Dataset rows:

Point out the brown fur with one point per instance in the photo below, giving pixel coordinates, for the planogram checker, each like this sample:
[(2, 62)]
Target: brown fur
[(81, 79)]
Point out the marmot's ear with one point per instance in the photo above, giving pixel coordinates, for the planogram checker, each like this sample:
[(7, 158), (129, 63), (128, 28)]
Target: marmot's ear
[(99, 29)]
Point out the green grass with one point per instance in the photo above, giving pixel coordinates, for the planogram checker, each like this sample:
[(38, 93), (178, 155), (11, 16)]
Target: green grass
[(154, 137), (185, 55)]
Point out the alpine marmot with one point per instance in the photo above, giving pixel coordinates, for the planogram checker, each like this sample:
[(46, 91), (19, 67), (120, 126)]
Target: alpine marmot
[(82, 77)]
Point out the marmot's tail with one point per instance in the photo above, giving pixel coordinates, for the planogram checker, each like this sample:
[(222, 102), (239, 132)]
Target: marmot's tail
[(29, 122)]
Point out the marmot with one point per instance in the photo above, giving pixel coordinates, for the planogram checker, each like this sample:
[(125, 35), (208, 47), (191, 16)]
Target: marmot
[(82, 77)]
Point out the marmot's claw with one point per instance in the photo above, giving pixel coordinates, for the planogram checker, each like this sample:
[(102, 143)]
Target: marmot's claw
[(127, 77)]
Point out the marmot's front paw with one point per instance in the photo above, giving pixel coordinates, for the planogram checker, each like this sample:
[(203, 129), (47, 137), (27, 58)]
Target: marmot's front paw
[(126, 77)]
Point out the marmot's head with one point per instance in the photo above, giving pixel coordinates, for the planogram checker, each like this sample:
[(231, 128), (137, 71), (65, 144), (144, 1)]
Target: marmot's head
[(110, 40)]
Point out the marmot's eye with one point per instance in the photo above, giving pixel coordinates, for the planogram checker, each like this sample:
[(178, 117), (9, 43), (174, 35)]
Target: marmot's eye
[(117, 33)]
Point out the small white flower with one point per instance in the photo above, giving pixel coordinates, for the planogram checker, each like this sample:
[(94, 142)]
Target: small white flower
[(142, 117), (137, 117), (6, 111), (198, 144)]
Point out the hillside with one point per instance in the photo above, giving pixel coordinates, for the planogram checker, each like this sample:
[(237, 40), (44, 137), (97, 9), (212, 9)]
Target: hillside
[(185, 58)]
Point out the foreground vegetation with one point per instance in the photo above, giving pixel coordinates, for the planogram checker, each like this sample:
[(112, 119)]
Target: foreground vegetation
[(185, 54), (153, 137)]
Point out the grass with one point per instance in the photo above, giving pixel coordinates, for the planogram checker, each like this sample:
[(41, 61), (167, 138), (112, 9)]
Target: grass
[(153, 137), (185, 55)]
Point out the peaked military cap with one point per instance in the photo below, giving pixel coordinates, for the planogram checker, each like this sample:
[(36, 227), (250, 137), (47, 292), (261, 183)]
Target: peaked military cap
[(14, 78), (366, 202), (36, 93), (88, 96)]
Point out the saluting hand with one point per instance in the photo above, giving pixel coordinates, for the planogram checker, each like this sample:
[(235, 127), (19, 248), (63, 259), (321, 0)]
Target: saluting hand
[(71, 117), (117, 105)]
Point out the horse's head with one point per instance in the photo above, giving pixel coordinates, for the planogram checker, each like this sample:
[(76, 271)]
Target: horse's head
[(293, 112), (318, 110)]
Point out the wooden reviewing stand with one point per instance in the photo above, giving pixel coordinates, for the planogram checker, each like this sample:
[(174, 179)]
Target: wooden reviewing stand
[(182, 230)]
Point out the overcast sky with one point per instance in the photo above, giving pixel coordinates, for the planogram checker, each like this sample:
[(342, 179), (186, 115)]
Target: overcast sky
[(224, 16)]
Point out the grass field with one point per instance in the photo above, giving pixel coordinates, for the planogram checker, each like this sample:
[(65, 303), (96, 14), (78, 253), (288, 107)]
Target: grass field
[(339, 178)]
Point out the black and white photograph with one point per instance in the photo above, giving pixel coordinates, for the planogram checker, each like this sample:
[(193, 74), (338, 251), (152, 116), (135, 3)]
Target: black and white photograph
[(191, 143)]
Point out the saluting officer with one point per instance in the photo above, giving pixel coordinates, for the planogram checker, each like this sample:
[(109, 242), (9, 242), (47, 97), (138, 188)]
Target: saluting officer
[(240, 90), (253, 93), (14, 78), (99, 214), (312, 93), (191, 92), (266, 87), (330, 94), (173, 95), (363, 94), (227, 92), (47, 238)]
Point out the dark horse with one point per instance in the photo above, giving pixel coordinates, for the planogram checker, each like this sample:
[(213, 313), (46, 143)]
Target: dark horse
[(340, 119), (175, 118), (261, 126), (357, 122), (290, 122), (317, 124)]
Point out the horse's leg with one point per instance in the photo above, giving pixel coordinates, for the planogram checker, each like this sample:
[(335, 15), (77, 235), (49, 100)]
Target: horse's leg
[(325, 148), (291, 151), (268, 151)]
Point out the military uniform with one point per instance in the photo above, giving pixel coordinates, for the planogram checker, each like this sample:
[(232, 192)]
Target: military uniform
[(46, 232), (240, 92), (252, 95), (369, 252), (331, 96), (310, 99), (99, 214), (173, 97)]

Task description: Render every line of the rows above as a Markdown table with the columns Line No. and Content, omitting any blank lines.

Written response:
| Line No. | Content |
|---|---|
| 1 | Point out the brown fur with one point per instance in the photo below, giving pixel coordinates, for the planogram checker, each like this sample: |
| 2 | [(2, 62)] |
| 3 | Target: brown fur |
| 4 | [(81, 79)] |
| 5 | Point out the marmot's ear with one point per instance in the photo above, giving pixel coordinates, for the planogram checker, each like this sample: |
| 6 | [(7, 158), (129, 63), (128, 28)] |
| 7 | Target: marmot's ear |
| 8 | [(99, 29)] |
| 9 | Point out the green grass with one point per instance in the photo above, giving pixel coordinates, for the planogram checker, each like this sample: |
| 10 | [(38, 93), (178, 155), (11, 16)] |
| 11 | Target: green grass |
| 12 | [(154, 137), (185, 55)] |
| 13 | Point out the alpine marmot with one point per instance in the photo above, giving pixel coordinates, for the planogram checker, each like this sample: |
| 14 | [(46, 91), (19, 67), (120, 126)] |
| 15 | Target: alpine marmot |
| 16 | [(82, 77)] |
| 17 | Point out the marmot's tail with one point per instance in the photo above, giving pixel coordinates, for the planogram checker, each like this sample: |
| 18 | [(222, 102), (239, 132)] |
| 19 | Target: marmot's tail |
| 20 | [(29, 122)] |
| 21 | Point out the marmot with one point per instance in the photo above, giving pixel coordinates, for the planogram checker, each like this sample: |
| 22 | [(125, 35), (208, 47), (191, 16)] |
| 23 | Target: marmot |
| 24 | [(82, 77)] |
| 25 | Point out the marmot's claw with one point per instance in the photo above, giving pixel coordinates, for the planogram checker, each like this sample: |
| 26 | [(102, 143)] |
| 27 | Target: marmot's claw |
| 28 | [(127, 77)] |
| 29 | Point out the marmot's front paw with one point per instance in the photo above, giving pixel coordinates, for the planogram checker, each like this sample: |
| 30 | [(203, 129), (47, 137), (27, 58)] |
| 31 | Target: marmot's front paw |
| 32 | [(126, 77)] |
| 33 | Point out the marmot's head with one point per instance in the photo above, giving pixel coordinates, for the planogram checker, each like this sample: |
| 34 | [(231, 128), (137, 71), (65, 144), (144, 1)] |
| 35 | Target: marmot's head |
| 36 | [(110, 40)] |
| 37 | Point out the marmot's eye with one point per instance in the photo above, giving pixel coordinates, for the planogram checker, each like this sample: |
| 38 | [(178, 117), (9, 43), (174, 35)] |
| 39 | Target: marmot's eye |
| 40 | [(117, 33)] |
| 41 | Point out the small white flower with one point per instance in the photo above, giving pixel coordinates, for the planogram checker, each like this sample: |
| 42 | [(94, 142)] |
| 43 | Target: small white flower |
| 44 | [(142, 117), (137, 117), (6, 111), (198, 144)] |
| 45 | Point out the hillside with one point per instance in the photo above, giving pixel coordinates, for the planogram checker, each like this sample: |
| 46 | [(237, 40), (44, 137), (97, 9), (212, 9)] |
| 47 | Target: hillside |
| 48 | [(185, 58)] |
| 49 | Point out the foreground vegetation with one point per instance in the photo above, giving pixel coordinates, for the planogram checker, each like this sample: |
| 50 | [(112, 119)] |
| 51 | Target: foreground vegetation |
| 52 | [(185, 54), (153, 137)] |
| 53 | Point out the grass with one point per instance in the photo above, giving pixel coordinates, for the planogram checker, each like this sample: |
| 54 | [(41, 61), (167, 138), (112, 9)] |
| 55 | Target: grass |
| 56 | [(153, 137), (185, 55)] |
| 57 | Point out the peaked military cap with one point per instance in the photo below, giving pixel coordinates, for the planogram checker, each like this sample: |
| 58 | [(36, 227), (250, 137), (47, 292), (261, 183)] |
| 59 | Target: peaked military cap |
| 60 | [(14, 78), (366, 202), (36, 93), (88, 96)] |
| 61 | Point out the saluting hand with one point per instance in the photo above, giving pixel coordinates, for the planogram checker, each like this sample: |
| 62 | [(235, 127), (19, 248), (63, 259), (321, 0)] |
| 63 | Target: saluting hand |
| 64 | [(71, 117), (117, 105)] |
| 65 | Point out the horse's head with one point per instance in the photo above, giving pixel coordinates, for the planogram checker, each like this sample: |
| 66 | [(76, 271)] |
| 67 | Target: horse's head |
| 68 | [(293, 112), (318, 110)] |
| 69 | Point out the wooden reviewing stand with one point per instance in the photo above, giving pixel coordinates, for the planogram checker, each like this sample: |
| 70 | [(174, 179)] |
| 71 | Target: wooden reviewing stand |
| 72 | [(182, 230)] |
| 73 | Point out the overcast sky with one point per instance in the photo above, giving pixel coordinates, for the planogram checker, each like this sample: |
| 74 | [(342, 179), (186, 115)] |
| 75 | Target: overcast sky |
| 76 | [(224, 16)] |
| 77 | Point out the grass field with one point per instance in the photo above, giving pixel coordinates, for the planogram checker, each like this sample: |
| 78 | [(65, 303), (96, 14), (78, 253), (288, 107)] |
| 79 | Target: grass field |
| 80 | [(339, 178)] |
| 81 | Point out the black and white photograph with one point per instance in the photo above, giving pixel coordinates, for the planogram checker, each like this sample: |
| 82 | [(193, 74), (338, 251), (152, 116), (135, 3)] |
| 83 | Target: black and white photograph |
| 84 | [(191, 143)] |
| 85 | Point out the saluting officer with one point per instance in the photo above, giving pixel coordinates, for the planogram checker, each like this sample: |
| 86 | [(109, 242), (9, 242), (47, 97), (138, 188)] |
| 87 | Target: saluting officer |
| 88 | [(240, 90), (253, 93), (14, 78), (99, 214), (312, 93), (191, 92), (266, 87), (330, 94), (173, 95), (363, 94), (227, 92), (47, 238)] |
| 89 | Point out the dark horse with one point per instance in the photo above, giving pixel coordinates, for the planogram checker, each like this sample: |
| 90 | [(213, 313), (46, 143)] |
| 91 | Target: dark horse |
| 92 | [(340, 119), (175, 118), (261, 126), (357, 122), (290, 122), (317, 124)] |
| 93 | Point out the horse's leg with one point per instance in the photo above, giving pixel coordinates, for the planogram checker, each like this sample: |
| 94 | [(335, 15), (77, 235), (49, 100)] |
| 95 | Target: horse's leg |
| 96 | [(325, 148), (291, 151), (268, 151)] |
| 97 | Point out the military uniform with one point per instance in the photo above, giving pixel coordinates, for the planogram checker, each like this sample: |
| 98 | [(232, 192)] |
| 99 | Target: military uniform |
| 100 | [(46, 232), (240, 92), (252, 95), (369, 252), (331, 96), (310, 99), (99, 214), (173, 97)] |